THE EXERCISE: Copy out all of the material, matching it word for word.

DATA LISTING:

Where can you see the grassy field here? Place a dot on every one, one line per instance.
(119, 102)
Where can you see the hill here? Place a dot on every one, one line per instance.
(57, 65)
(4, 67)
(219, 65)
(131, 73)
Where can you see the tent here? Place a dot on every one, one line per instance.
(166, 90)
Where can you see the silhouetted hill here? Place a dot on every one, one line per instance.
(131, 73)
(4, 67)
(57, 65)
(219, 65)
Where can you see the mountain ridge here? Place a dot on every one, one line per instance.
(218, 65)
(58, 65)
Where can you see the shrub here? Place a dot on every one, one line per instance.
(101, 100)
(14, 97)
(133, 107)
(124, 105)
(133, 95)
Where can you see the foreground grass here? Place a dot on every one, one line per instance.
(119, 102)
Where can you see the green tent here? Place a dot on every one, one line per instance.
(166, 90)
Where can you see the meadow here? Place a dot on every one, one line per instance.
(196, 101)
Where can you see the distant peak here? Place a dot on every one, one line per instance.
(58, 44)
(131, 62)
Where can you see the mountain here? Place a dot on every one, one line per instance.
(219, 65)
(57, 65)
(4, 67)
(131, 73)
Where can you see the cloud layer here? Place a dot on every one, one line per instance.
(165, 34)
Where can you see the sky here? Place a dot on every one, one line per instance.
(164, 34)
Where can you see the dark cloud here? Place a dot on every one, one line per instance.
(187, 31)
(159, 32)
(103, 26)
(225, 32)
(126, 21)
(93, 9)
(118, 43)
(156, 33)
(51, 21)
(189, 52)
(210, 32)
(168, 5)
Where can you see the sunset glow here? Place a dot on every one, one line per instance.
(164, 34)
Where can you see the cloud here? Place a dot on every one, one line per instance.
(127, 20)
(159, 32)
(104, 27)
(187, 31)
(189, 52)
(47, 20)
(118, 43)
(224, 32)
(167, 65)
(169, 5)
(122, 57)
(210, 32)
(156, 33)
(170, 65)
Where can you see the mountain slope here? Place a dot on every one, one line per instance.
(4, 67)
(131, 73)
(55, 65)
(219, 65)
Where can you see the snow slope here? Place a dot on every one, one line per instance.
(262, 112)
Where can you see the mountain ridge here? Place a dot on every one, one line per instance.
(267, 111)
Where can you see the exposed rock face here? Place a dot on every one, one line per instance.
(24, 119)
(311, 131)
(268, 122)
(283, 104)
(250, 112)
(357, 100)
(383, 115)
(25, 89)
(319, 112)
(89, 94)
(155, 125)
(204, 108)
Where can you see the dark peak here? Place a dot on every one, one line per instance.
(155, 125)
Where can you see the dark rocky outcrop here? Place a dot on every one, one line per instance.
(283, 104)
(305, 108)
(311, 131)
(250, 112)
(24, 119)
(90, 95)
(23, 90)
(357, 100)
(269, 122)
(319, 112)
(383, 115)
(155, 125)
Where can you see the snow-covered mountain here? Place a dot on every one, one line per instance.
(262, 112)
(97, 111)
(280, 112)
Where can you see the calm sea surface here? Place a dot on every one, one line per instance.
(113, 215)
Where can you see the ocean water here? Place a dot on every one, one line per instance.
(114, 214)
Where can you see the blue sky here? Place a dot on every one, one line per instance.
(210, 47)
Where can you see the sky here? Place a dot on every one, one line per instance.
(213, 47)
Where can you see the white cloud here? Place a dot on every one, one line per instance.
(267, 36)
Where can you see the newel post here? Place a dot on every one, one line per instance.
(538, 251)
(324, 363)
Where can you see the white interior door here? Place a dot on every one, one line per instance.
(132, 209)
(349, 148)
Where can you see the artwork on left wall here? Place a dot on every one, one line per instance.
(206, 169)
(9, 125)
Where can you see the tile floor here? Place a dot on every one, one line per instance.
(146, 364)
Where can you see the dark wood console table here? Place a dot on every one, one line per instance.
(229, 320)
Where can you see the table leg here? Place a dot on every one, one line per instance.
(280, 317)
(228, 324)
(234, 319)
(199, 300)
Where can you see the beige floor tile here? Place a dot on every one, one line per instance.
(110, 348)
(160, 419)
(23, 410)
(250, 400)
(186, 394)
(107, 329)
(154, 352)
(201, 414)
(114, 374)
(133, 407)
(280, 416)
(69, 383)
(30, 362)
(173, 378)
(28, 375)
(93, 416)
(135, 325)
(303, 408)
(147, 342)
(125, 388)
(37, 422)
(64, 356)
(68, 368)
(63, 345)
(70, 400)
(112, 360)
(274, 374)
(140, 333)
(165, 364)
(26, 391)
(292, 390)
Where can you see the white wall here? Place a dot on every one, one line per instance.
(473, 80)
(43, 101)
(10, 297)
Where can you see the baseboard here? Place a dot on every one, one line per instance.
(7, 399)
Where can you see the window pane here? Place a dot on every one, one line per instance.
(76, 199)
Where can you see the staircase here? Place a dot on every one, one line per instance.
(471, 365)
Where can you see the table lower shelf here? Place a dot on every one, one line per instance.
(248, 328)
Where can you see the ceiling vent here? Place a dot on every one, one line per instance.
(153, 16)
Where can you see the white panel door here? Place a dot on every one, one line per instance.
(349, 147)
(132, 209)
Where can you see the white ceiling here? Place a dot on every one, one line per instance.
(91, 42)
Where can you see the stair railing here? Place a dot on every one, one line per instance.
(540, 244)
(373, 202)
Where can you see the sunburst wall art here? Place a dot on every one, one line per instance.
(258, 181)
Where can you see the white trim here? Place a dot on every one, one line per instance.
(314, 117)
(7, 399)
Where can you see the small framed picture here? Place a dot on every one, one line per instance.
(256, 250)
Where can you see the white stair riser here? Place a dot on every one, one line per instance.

FULL OUTPUT:
Where can you see the grassy field here? Place a dot on every one, one line per instance.
(119, 102)
Where can you see the hill here? Place a dot on every one, one line per instance.
(57, 65)
(4, 67)
(219, 65)
(131, 73)
Where can you see the tent here? Place a dot on every one, one line per instance.
(166, 90)
Where can you see the silhouetted hill here? Place a dot on every one, one line per instance.
(131, 73)
(4, 67)
(57, 65)
(219, 65)
Where can you see the mountain ridge here? Place a dot on every one, one line per instance.
(218, 65)
(58, 65)
Where can you see the shrub here? Place a dot on every one, one line per instance.
(101, 100)
(14, 97)
(133, 107)
(124, 105)
(133, 95)
Where can you see the foreground grass here? Place a dot on every one, one line per instance.
(119, 102)
Where can you see the green tent here? Place a dot on every one, one line per instance.
(166, 90)
Where can you see the meadow here? Place a dot on every one, one line per instance.
(196, 101)
Where can you see the distant peak here? Place a dot on every one, one line per instance.
(58, 44)
(131, 62)
Where can you see the mountain here? Place a dot on every one, one line per instance.
(219, 65)
(57, 65)
(4, 67)
(131, 73)
Where can you see the cloud layer here? Place a dot on every one, one line per instance.
(165, 34)
Where can you see the sky here? Place a dot on every one, one line per instance.
(164, 34)
Where can you see the dark cloud here? Place a dot on every one, one line per instance.
(187, 31)
(159, 32)
(103, 26)
(225, 32)
(126, 21)
(93, 9)
(118, 43)
(156, 33)
(51, 21)
(189, 52)
(210, 32)
(168, 5)
Where can you see the sunset glow here? Place a dot on every one, one line per instance.
(164, 34)
Where can you see the cloud here? Place a dot on every one, one line per instance.
(127, 20)
(159, 32)
(104, 27)
(187, 31)
(189, 52)
(47, 20)
(118, 43)
(224, 32)
(167, 65)
(169, 5)
(122, 57)
(210, 32)
(156, 33)
(170, 65)
Where can you see the mountain slope here? Place a dot on every one, one line per instance.
(4, 67)
(131, 73)
(55, 65)
(219, 65)
Where can you see the snow slope here? Place a dot on every one, one line per instance.
(262, 112)
Where can you see the mountain ridge here? Place a dot on every one, one line per instance.
(267, 111)
Where can you see the exposed rock face here? Place a dot on every one, one line per instance.
(24, 119)
(311, 131)
(268, 122)
(283, 104)
(250, 112)
(357, 100)
(383, 115)
(25, 89)
(319, 112)
(89, 94)
(155, 125)
(204, 108)
Where can you see the dark peak here? Place a dot on every one, one line per instance.
(155, 125)
Where can you see the dark rocky outcrop here? Place a dot on every one, one line per instance.
(283, 104)
(305, 108)
(311, 131)
(250, 112)
(24, 119)
(90, 95)
(23, 90)
(357, 100)
(269, 122)
(319, 112)
(383, 115)
(155, 125)
Where can you see the snow-covered mountain here? Place a dot on every one, one line per instance.
(262, 112)
(97, 111)
(280, 112)
Where can you see the calm sea surface here? Place a dot on every one, one line per instance.
(113, 215)
Where can you see the ocean water here? Place a dot on every one, one line per instance.
(114, 214)
Where can you see the blue sky here? Place a dot on every one, one line per instance.
(210, 47)
Where can you see the sky here? Place a dot on every one, one line per instance.
(213, 47)
Where can you see the white cloud here? Place a dot on every one, one line per instance.
(267, 36)
Where can you see the newel post here? Place a dot on every one, one line per instance.
(538, 251)
(324, 363)
Where can you see the white interior door here? Place a dot on every one, one line per instance.
(132, 209)
(349, 148)
Where can you see the artwork on left wall here? Place a dot on every one, one line per instance.
(206, 169)
(9, 125)
Where can you see the tile floor here? Place a dot on every one, one line per instance.
(146, 364)
Where can you see the dark wood console table here? Place a dot on every one, one line per instance.
(229, 320)
Where can you see the table leg here? Place a dot on every one, one line per instance.
(280, 317)
(228, 324)
(234, 319)
(199, 300)
Where can you see the beige floor tile here? Place a dot on every one, one line per instance.
(110, 348)
(160, 419)
(23, 410)
(250, 400)
(186, 394)
(107, 329)
(154, 352)
(201, 414)
(114, 374)
(133, 407)
(280, 416)
(69, 383)
(30, 362)
(173, 378)
(28, 375)
(93, 416)
(135, 325)
(303, 408)
(147, 342)
(125, 388)
(37, 422)
(64, 356)
(68, 368)
(63, 345)
(70, 400)
(112, 360)
(274, 374)
(140, 333)
(165, 364)
(26, 391)
(292, 390)
Where can you see the white wall here? Place a dot on every one, one line per instance.
(473, 80)
(43, 101)
(10, 297)
Where can you see the baseboard here? Place a dot on every one, one line per instance.
(7, 399)
Where can you see the window pane here? Place a dot on every one, one line per instance.
(76, 199)
Where can you see the staircase here? Place a dot on every one, one line per instance.
(471, 365)
Where can you see the table lower shelf here? Place a dot on every one, one line per instance.
(248, 328)
Where can you see the ceiling vent here? Place a dot on every one, one line per instance.
(153, 16)
Where can you see the white panel door here? Place a dot on every one, one line per instance.
(349, 147)
(132, 209)
Where can you see the white ceiling here? Place a dot on every one, one line per instance.
(91, 42)
Where can you see the stair railing here? Place a dot on every one, one line per instance.
(540, 244)
(373, 202)
Where can you see the sunburst wall art here? Place a dot on every one, one line per instance.
(258, 181)
Where can you see the white trim here? Place a dot on every one, one line per instance.
(314, 117)
(7, 399)
Where can you see the small framed picture here? Place a dot on every one, one line per instance.
(256, 250)
Where can you see the white stair riser here? Place a dot on every one, one line per instance.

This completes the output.